Reproduce the records below verbatim, everything from the line containing "Accessibility mode: return the bounding box of the blue" down to the line containing "[456,446,501,488]", with both of those lines included.

• _EXERCISE INPUT_:
--

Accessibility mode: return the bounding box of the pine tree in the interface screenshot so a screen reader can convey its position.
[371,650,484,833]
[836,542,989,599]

--

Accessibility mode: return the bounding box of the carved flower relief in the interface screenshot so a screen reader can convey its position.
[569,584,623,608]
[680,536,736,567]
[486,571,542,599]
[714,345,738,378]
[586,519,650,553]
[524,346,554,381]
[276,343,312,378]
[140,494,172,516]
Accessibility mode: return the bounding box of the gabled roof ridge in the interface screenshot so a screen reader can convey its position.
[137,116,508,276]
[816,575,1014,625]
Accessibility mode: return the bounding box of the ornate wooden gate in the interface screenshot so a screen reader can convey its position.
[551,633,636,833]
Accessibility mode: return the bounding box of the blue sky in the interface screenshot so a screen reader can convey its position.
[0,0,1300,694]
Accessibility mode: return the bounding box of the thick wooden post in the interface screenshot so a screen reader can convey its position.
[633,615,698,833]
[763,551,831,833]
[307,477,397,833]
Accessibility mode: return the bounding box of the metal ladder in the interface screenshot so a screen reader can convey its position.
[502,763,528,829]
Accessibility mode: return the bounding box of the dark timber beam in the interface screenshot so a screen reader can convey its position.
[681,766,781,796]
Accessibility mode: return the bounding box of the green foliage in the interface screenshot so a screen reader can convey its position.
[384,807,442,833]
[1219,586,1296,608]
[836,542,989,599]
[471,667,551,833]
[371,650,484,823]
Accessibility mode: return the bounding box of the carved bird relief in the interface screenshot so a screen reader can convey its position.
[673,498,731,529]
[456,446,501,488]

--

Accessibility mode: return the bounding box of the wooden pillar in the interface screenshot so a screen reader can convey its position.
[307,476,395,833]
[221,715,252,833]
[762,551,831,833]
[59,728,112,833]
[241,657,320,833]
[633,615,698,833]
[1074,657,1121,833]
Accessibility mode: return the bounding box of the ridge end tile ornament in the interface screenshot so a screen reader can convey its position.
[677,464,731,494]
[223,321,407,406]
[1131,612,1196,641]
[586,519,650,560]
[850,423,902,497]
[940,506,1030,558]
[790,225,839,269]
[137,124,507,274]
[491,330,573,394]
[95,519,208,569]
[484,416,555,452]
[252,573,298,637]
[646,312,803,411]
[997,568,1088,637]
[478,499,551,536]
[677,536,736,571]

--

• _RESULT_:
Accessibility mode: return the bounding box of the blue sky in the interface screenshot so a screen reader can convey its position.
[0,0,1300,694]
Accessibility mode: return the bounding box of the thick wooden post in the interface screenshot so a screen reader can convey its position.
[633,615,698,833]
[763,551,831,833]
[307,477,397,833]
Accessibility mode: return the bounding box of the metal ladder in the interface screenshot so a screen reader can convey its position.
[502,763,528,829]
Accessibility mode: return the bounding box of the dark timber beam in the interface screenshot so a screen reader can convey its position.
[681,766,781,796]
Accessibility mode: return the bounding box of the green foliage in the interface screenshot so a screen reader can convey its position.
[384,807,442,833]
[1219,586,1296,608]
[836,542,989,599]
[471,667,551,833]
[371,650,484,823]
Accessibility mode: return the bounding box of the carved bird relief in the interface screenshot so a screen reader can convey its position.
[673,498,731,529]
[456,446,501,488]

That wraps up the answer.